— Job —
Reproduce the entries below word for word, from the line that contains "Task: point out the river rock, one" to the line that contains "[[424, 74]]", including both of those lines and nothing else.
## BEGIN
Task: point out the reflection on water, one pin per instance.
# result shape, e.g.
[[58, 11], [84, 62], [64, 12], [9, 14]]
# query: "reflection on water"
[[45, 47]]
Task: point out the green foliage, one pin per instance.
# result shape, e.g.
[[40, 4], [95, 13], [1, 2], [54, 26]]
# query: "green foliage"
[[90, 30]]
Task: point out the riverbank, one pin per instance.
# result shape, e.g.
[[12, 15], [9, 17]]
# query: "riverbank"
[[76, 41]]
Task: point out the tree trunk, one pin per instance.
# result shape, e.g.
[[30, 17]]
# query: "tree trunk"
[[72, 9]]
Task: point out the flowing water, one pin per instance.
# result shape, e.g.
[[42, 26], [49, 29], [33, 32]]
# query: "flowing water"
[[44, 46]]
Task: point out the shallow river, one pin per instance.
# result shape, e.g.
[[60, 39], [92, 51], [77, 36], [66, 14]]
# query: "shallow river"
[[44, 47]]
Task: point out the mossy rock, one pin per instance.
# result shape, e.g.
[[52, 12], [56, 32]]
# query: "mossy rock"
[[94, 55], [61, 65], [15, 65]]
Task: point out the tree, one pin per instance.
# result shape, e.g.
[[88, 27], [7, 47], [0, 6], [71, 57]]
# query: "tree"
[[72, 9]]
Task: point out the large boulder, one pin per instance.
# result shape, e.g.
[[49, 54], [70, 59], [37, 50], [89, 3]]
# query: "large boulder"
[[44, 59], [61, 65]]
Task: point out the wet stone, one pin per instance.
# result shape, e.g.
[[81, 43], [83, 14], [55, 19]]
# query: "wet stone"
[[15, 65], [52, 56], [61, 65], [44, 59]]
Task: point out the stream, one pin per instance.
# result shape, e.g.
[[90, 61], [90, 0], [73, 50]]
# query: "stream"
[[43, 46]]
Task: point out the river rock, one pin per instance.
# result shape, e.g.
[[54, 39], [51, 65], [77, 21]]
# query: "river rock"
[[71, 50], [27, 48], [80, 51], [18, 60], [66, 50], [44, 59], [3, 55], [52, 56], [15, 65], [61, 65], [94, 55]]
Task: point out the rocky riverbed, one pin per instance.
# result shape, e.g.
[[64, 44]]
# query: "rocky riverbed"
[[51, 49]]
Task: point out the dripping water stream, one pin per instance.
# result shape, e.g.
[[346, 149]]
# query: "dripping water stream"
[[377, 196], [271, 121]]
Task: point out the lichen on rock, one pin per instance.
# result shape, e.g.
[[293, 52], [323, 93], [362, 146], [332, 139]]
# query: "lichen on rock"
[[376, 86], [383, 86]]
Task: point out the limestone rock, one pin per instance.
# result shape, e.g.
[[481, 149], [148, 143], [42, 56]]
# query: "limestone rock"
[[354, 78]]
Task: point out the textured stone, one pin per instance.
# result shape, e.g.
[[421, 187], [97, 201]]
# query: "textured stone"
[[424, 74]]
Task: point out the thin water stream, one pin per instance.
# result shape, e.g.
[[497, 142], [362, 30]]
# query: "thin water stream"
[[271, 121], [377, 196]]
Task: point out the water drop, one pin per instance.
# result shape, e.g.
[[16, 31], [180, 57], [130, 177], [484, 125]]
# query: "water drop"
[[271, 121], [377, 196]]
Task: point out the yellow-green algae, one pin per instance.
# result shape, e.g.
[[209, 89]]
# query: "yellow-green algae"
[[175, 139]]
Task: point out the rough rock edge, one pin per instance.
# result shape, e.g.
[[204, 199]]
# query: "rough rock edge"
## END
— Completed exercise —
Task: point out the river rock, one pin per instance.
# result shape, e.g.
[[54, 39], [51, 65], [77, 21]]
# query: "river rock"
[[71, 50], [27, 48], [80, 51], [18, 60], [66, 50], [44, 59], [3, 55], [52, 56], [15, 65], [61, 65], [94, 55]]
Task: point out the rocky riverbed, one pin per instance.
# result shape, e.g.
[[64, 44]]
# query: "rocky riverbed"
[[51, 49]]
Task: point out the dripping water stream, one pin per instance.
# result shape, e.g.
[[346, 149]]
# query: "dripping water stream"
[[377, 196], [271, 121]]
Task: point out the lichen on rock, one pin per instance.
# result shape, e.g.
[[293, 52], [323, 93], [362, 146], [332, 139]]
# query: "lichen on rock"
[[376, 86], [383, 86]]
Task: point out the limestone rock, one pin per instance.
# result shape, e.g.
[[481, 149], [148, 143], [42, 56]]
# query: "limestone rock"
[[354, 78]]
Task: point out the textured stone, one pin per instance.
# result shape, e.g.
[[421, 187], [97, 201]]
# query: "textured stone"
[[424, 74]]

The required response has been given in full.